CONSIGNE:
Reprenez le plaidoyer ci-dessous en faveur du oui à la révision constitutionnelle et poursuivez-le à partir de sa dernière phrase.
=== EXTRAIT FOURNI ===
OUI, pour un quinquennat définitivement verrouillé, renouvelable qu’une seule fois, le mandat en cours du Président Sall étant bien compris dans le décompte de 2 mandats consécutifs prévus par la révision constitutionnelle.
OUI afin que le mode d’élection du président de la République soit établi une fois pour toutes, tant pour nous que pour les générations futures.
OUI parce que nous souhaitons aussi que soient consacrés par la Constitution les devoirs, mais également de nouveaux droits pour les citoyens relativement à notre environnement et à notre patrimoine communs.
OUI pour davantage de responsabilités à notre Assemblée Nationale dans le contrôle des politiques publiques. L’Assemblée Nationale pourra ainsi se doter de ses instruments propres et de manière permanente, avec l’objectif de mieux veiller à l’efficience de la dépense publique.
OUI pour compléter l’architecture institutionnelle portée par l’Acte III de la Décentralisation, en créant le Haut Conseil des Collectivités Territoriales en tant que chambre consultative dédiée exclusivement aux élus locaux.
OUI afin que la Diaspora sénégalaise, cette composante essentielle de la nation, gisement de talents et d’opportunités pour notre pays, soit directement représentée à l’Assemblée Nationale.
OUI enfin parce qu’est venu moment le moment des premiers fruits du Plan Sénégal Émergent, le PSE, qu’il nous faut consolider.
Ces fruits du PSE, nous commençons à en tirer profit collectivement, dans la Vallée du Fleuve Sénégal et dans le Bassin de l’Anambé, avec des résultats prometteurs dans notre marche vers l’autosuffisance en riz. Déjà 917.000 tonnes de riz paddy ont été récoltés en 2015 grâce à la double culture irriguée du riz mais également à la promotion du riz pluvial à travers tout le territoire national.
Ces fruits du PSE, nous les voyons murir à travers le renouveau de la filière arachidière avec cette production record en 2015 et qui ira en s’amplifiant quand nous aurons fini de restructurer l’outil industriel SUNEOR, désormais revenu dans le patrimoine national et qui va promouvoir davantage la contractualisation avec le monde rural.
Ces fruits du PSE, nous les voyons murir grâce au renouveau industriel entrepris avec succès, au niveau des Industries chimiques du Sénégal (ICS) à Darou, de la NSTS à Thiès dans le textile, d’Africamer et de la SNCDS, des unités industrielles jadis modèles du secteur de la pêche, restées longtemps à l’abandon et qui se relancent.
Ces fruits du PSE, nous les voyons murir avec la reprise du tourisme, en particulier dans la belle région naturelle de Casamance, depuis les mesures d’exception décrétées par le Chef de l’Etat avec la suppression du visa, la baisse des taxes et redevances aéroportuaires, et la défiscalisation de l’investissement productif pour une durée de dix ans.
=== INFORMATIONS EXTRAITES ===
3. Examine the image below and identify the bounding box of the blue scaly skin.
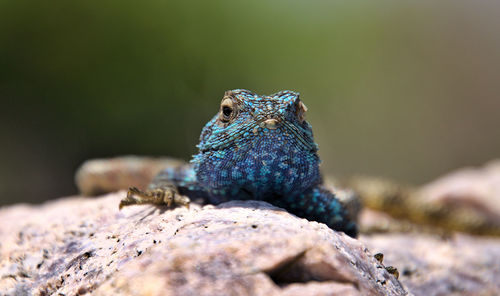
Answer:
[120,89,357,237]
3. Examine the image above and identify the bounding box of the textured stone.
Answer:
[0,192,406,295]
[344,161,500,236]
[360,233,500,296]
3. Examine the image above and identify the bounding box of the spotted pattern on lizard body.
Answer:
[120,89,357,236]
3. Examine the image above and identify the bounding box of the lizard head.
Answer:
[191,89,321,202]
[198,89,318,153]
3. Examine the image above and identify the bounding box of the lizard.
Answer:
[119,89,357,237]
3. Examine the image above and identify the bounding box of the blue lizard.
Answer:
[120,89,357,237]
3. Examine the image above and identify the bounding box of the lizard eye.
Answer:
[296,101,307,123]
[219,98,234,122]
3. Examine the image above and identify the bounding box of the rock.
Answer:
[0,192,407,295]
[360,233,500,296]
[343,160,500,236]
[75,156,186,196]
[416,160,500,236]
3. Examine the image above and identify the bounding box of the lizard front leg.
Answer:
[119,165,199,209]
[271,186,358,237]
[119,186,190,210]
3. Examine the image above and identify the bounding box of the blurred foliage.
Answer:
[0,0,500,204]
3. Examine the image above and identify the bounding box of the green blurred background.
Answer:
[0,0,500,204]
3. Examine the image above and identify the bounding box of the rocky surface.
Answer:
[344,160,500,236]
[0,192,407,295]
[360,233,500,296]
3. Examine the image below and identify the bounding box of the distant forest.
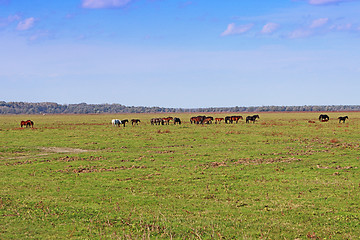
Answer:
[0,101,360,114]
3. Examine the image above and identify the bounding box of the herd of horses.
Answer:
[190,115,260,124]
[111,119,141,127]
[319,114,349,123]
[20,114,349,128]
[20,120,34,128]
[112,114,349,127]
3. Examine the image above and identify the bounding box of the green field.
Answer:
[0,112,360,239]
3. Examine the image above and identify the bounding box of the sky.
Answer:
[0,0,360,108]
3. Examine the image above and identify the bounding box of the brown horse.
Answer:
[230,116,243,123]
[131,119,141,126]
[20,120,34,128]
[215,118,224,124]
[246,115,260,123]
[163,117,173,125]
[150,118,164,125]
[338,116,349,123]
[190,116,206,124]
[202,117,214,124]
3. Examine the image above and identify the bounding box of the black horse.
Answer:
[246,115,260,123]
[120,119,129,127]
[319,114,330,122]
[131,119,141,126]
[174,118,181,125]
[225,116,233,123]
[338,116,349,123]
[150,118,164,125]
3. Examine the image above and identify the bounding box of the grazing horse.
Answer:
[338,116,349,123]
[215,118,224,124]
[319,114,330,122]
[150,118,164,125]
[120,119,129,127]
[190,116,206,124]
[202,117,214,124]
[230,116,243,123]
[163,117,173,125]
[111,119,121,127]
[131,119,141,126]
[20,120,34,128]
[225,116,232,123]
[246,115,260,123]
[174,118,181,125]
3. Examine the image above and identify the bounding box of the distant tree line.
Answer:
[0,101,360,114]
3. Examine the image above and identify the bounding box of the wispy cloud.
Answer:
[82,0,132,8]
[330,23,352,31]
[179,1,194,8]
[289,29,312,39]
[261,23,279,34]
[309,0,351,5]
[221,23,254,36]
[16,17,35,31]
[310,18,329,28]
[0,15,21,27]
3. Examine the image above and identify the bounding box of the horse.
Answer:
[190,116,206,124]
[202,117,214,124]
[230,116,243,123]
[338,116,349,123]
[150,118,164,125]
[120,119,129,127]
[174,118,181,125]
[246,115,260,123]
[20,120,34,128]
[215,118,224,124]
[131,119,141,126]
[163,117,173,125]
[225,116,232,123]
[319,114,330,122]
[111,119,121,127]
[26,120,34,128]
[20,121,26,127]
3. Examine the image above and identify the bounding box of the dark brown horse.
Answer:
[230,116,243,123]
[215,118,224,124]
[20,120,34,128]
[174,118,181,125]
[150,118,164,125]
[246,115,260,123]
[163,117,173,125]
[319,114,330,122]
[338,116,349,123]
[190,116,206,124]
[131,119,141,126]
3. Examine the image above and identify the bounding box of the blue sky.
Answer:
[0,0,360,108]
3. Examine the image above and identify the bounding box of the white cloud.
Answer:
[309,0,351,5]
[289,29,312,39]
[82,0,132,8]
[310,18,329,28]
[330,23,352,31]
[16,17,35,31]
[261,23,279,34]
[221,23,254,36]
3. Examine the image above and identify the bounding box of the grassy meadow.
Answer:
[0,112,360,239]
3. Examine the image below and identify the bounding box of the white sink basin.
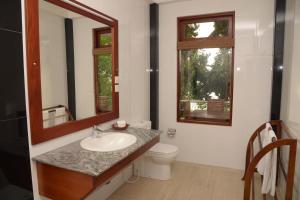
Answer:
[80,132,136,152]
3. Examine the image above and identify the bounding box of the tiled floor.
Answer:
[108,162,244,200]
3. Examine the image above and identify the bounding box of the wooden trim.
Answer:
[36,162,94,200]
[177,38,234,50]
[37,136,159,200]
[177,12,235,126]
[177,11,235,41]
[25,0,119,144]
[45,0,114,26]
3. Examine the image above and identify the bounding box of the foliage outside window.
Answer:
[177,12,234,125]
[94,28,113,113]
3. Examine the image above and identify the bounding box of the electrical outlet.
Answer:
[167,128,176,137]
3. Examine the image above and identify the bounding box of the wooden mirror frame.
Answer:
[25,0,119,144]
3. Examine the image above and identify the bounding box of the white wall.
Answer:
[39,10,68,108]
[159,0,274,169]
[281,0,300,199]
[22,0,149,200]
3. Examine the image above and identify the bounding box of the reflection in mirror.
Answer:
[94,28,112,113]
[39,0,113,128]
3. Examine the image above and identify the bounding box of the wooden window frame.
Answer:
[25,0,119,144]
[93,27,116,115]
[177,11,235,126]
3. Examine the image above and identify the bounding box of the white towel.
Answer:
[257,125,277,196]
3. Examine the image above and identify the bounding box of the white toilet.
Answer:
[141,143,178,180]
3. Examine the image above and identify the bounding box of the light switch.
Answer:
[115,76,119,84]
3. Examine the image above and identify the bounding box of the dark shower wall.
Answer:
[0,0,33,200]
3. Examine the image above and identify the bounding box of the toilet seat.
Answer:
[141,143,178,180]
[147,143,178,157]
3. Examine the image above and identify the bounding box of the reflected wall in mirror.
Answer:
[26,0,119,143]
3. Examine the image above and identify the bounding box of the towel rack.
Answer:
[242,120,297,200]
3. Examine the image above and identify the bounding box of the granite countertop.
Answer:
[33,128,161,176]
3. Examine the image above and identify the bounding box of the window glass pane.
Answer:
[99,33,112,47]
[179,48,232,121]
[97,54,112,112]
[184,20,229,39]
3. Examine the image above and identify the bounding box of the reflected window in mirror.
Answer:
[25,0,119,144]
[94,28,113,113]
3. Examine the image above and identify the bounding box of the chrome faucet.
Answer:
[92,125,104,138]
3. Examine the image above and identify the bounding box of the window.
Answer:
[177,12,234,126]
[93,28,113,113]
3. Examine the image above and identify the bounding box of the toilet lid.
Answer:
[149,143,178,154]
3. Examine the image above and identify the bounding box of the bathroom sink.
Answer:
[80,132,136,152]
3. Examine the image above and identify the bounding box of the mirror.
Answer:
===
PRODUCTION ATTENDUE:
Ces fruits du PSE, nous les voyons murir par le programme de rattrapage du monde rural, le PUDC entièrement financé par l’Etat dont les premiers forages, les premières pistes rurales, les premiers villages électrifiés, les nombreux équipements dédiés au renforcement des capacités productives et de transformation des femmes, commencent à se généraliser.
Ces fruits du PSE, nous les voyons murir avec l’impressionnant programme de désenclavement mis en place par le Chef de l’Etat depuis son accession à la magistrature suprême avec plus de 800 kilomètres de routes déjà bitumées, les autoroutes ILA Touba en chantier, Diamniadio-AIBD déjà terminé et AIBD-Somone en cours de finalisation.
Ces fruits du PSE, nous les voyons murir avec les filets sociaux qui se développent pour éradiquer l’exclusion, grâce à 300.000 bourses de sécurité familiale et une couverture maladie universelle qui a déjà enrôlé 32 % de nos concitoyens en deux années d’existence.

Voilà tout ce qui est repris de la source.